ASSIGNMENT –
Return all lines of the listing below that carry the word "sunglasses".

DATA –

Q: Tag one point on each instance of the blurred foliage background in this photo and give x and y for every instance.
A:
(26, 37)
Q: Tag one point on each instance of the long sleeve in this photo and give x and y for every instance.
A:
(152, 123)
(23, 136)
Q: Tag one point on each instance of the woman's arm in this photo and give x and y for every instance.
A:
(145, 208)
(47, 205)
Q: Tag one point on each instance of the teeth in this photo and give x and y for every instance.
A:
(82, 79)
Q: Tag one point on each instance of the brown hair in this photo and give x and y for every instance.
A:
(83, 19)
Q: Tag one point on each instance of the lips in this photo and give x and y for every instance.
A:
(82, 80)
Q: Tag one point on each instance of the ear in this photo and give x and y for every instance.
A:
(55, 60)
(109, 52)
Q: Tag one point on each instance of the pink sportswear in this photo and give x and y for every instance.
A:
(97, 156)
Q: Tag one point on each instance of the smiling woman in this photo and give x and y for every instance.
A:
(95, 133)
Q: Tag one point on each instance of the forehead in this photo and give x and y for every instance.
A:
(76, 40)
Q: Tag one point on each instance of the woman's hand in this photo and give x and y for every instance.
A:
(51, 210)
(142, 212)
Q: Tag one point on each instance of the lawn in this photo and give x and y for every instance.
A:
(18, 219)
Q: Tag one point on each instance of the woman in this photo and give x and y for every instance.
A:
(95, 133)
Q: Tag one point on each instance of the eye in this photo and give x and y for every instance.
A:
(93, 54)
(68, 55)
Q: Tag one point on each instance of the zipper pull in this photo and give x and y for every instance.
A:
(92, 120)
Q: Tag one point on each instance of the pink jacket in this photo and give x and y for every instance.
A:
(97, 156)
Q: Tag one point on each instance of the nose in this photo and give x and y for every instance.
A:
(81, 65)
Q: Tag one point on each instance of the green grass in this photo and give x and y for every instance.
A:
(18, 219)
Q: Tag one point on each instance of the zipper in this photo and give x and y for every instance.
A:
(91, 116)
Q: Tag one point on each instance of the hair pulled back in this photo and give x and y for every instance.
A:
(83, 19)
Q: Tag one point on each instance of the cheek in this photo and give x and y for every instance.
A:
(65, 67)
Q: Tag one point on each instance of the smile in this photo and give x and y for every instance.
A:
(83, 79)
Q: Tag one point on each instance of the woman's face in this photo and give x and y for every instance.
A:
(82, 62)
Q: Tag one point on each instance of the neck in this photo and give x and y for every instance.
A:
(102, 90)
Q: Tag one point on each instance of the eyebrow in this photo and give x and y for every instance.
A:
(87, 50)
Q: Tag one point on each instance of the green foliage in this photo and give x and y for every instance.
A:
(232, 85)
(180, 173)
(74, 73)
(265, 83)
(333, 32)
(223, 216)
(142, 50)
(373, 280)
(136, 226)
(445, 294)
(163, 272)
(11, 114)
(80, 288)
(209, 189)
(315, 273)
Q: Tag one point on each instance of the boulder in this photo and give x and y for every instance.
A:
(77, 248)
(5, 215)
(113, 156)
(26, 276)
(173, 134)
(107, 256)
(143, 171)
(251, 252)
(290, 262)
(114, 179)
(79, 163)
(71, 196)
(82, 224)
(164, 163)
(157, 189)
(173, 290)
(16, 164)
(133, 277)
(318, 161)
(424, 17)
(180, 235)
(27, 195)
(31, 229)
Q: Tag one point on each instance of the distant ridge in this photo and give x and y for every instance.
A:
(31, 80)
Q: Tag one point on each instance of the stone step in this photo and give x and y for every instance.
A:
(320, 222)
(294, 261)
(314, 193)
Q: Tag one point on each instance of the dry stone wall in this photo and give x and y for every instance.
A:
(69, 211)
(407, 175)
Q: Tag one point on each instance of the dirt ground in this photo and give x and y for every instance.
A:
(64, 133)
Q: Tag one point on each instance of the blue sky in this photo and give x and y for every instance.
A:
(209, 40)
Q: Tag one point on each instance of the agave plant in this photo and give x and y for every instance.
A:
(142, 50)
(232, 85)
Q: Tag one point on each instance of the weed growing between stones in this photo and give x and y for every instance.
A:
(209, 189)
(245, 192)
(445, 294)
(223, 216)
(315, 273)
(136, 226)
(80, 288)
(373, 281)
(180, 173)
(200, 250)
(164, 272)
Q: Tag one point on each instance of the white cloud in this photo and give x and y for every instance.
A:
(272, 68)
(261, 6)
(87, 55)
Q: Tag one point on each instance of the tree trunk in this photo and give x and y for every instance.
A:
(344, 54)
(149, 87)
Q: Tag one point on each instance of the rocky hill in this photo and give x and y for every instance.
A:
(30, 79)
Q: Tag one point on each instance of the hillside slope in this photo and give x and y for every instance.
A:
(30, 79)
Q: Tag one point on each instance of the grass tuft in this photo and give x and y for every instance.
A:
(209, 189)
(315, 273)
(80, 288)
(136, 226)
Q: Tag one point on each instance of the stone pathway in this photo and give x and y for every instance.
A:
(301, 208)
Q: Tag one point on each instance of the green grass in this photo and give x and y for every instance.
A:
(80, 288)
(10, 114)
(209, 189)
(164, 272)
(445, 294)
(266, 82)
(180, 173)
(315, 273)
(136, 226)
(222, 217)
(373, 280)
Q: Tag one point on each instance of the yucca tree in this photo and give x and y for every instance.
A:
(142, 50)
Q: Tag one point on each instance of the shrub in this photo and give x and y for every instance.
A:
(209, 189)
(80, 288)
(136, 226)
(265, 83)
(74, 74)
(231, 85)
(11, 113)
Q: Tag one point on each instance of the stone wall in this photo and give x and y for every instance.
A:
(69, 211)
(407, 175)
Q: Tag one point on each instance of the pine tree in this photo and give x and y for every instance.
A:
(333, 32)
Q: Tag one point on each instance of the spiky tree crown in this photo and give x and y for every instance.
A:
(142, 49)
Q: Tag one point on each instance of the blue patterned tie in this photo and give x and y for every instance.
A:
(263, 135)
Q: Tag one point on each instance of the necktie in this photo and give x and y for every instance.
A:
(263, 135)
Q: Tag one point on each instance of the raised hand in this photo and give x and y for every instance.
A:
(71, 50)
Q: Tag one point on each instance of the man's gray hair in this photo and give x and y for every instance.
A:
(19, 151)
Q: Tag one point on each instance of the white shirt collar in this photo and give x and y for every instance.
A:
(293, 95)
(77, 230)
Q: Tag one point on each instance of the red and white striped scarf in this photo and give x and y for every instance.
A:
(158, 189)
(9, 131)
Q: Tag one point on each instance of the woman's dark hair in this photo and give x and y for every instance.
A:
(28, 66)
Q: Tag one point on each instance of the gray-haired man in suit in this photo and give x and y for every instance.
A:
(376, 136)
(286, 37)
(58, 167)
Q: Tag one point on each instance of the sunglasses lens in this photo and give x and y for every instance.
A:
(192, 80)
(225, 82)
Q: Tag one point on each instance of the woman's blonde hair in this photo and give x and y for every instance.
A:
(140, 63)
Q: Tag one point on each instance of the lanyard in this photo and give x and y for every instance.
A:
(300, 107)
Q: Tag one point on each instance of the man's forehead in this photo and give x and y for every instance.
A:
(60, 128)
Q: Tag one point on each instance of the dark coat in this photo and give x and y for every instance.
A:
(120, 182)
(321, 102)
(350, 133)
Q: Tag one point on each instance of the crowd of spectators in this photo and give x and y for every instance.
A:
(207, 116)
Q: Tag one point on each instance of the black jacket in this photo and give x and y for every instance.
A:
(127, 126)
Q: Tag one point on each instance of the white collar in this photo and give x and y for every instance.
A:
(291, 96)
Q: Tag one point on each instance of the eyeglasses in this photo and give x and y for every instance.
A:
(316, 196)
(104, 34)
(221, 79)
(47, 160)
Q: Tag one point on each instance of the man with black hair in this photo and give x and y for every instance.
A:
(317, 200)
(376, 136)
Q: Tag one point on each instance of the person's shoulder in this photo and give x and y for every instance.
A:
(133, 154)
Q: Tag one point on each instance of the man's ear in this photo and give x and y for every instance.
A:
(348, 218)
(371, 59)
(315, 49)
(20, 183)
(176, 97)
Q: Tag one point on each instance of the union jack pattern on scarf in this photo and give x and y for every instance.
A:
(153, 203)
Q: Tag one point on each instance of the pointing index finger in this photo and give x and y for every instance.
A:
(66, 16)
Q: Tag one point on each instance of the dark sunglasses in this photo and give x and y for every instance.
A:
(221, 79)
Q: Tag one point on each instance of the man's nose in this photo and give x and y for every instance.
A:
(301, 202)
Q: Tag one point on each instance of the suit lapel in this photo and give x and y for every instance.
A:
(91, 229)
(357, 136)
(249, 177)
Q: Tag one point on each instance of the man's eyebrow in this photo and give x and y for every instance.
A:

OUTPUT OF THE EXERCISE –
Q: Tag one point on each instance of the sunglasses lens in this photo and give x and y for every instance.
Q: Tag one point on each instance of the dark sunglasses in this photo and give x and y for every instance.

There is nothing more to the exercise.